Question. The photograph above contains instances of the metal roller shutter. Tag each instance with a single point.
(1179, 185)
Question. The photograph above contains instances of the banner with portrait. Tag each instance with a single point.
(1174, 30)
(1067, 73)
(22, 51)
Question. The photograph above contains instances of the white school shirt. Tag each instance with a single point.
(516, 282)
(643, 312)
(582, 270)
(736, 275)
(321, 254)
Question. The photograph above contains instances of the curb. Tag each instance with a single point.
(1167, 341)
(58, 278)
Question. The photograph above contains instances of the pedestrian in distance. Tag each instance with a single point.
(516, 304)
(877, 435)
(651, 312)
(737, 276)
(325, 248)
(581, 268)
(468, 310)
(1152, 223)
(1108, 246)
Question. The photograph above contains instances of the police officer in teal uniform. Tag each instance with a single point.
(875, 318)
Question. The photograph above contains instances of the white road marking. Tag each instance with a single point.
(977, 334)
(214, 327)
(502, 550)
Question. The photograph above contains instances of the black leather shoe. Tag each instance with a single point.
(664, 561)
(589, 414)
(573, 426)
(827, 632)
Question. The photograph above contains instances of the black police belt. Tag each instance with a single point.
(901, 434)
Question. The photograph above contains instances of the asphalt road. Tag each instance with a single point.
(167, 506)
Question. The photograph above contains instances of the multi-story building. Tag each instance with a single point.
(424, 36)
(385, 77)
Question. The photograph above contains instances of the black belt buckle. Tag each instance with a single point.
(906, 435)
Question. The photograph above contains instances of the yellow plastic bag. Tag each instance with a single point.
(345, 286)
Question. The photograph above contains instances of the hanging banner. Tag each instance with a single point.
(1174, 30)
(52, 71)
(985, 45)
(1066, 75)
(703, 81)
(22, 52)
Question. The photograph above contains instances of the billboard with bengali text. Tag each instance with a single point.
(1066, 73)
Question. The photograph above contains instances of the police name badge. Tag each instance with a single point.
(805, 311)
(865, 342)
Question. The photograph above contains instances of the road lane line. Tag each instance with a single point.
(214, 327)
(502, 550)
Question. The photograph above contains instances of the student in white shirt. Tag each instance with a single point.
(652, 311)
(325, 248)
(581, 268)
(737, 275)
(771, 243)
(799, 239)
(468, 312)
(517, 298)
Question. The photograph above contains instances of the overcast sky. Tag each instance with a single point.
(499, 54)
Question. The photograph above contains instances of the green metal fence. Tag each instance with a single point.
----------------------------------------
### [Arbeitsanweisung]
Gib sämtliche Datensätze oben noch einmal vollständig und Zeichen für Zeichen wieder.

### [Ergebnis der Aufgabe]
Question. The photograph above contains instances of the metal roller shutter. Tag each instance with a single point.
(1179, 185)
Question. The photograph above contains instances of the banner with portrait. Tag each instance with a single point.
(1174, 30)
(1067, 73)
(22, 51)
Question. The photograph above contains instances of the white school shirt. Tag each instance with a single point.
(516, 282)
(643, 312)
(582, 270)
(736, 275)
(321, 254)
Question. The photograph above contains instances of the curb. Tag each instance with a single point.
(1167, 341)
(58, 278)
Question. The photograph above contains instances of the pedestrian in distance. Tag each instance with a single point.
(516, 304)
(877, 435)
(651, 312)
(737, 276)
(325, 248)
(581, 268)
(468, 310)
(1152, 223)
(1108, 246)
Question. The photograph above contains instances of the police officer in teal uniform. Tag each instance with a single point.
(875, 318)
Question. The photograph above contains instances of the white road marking. Tag each instance with a single point.
(977, 334)
(214, 327)
(502, 550)
Question. The photograph above contains instances of the black leather shoe. Tag each instance with a single point.
(664, 561)
(589, 414)
(573, 426)
(827, 632)
Question. The photograph above contains instances of the black police belt. Tag each instance with a single point.
(901, 434)
Question. The photograph above contains instances of the asphalt road. Tag each instance with a single point.
(167, 506)
Question. The photograph above contains instances of the multi-story building. Tag each instance with a single point.
(424, 36)
(385, 77)
Question. The photograph above contains instances of the black belt buckle. Tag each instance with a single point.
(906, 435)
Question. The photograph above contains instances of the yellow plastic bag. Tag each instance with a single point.
(345, 286)
Question. The photograph above contains instances of the hanging banner. Tag each instance with a single point.
(1174, 30)
(52, 71)
(985, 45)
(1066, 75)
(703, 81)
(22, 52)
Question. The photograph above contains instances of the billboard with bengali text. Tag each instance with a single point.
(1066, 73)
Question. The photograph above contains instances of the police name badge. Tag each instance with a single point.
(805, 311)
(865, 342)
Question. The photograph above contains instances of the road lane line. Tag each instance with a single point.
(214, 327)
(502, 550)
Question. The photograph above contains instances of the student in white shirt. Tag each instance with a single point.
(652, 311)
(325, 248)
(581, 268)
(737, 275)
(771, 243)
(799, 239)
(468, 312)
(517, 298)
Question. The photograph above contains instances of the overcast sky. Tag each instance with a single point.
(499, 54)
Question. The photograph above contains instances of the green metal fence. Tag each instance with a single point.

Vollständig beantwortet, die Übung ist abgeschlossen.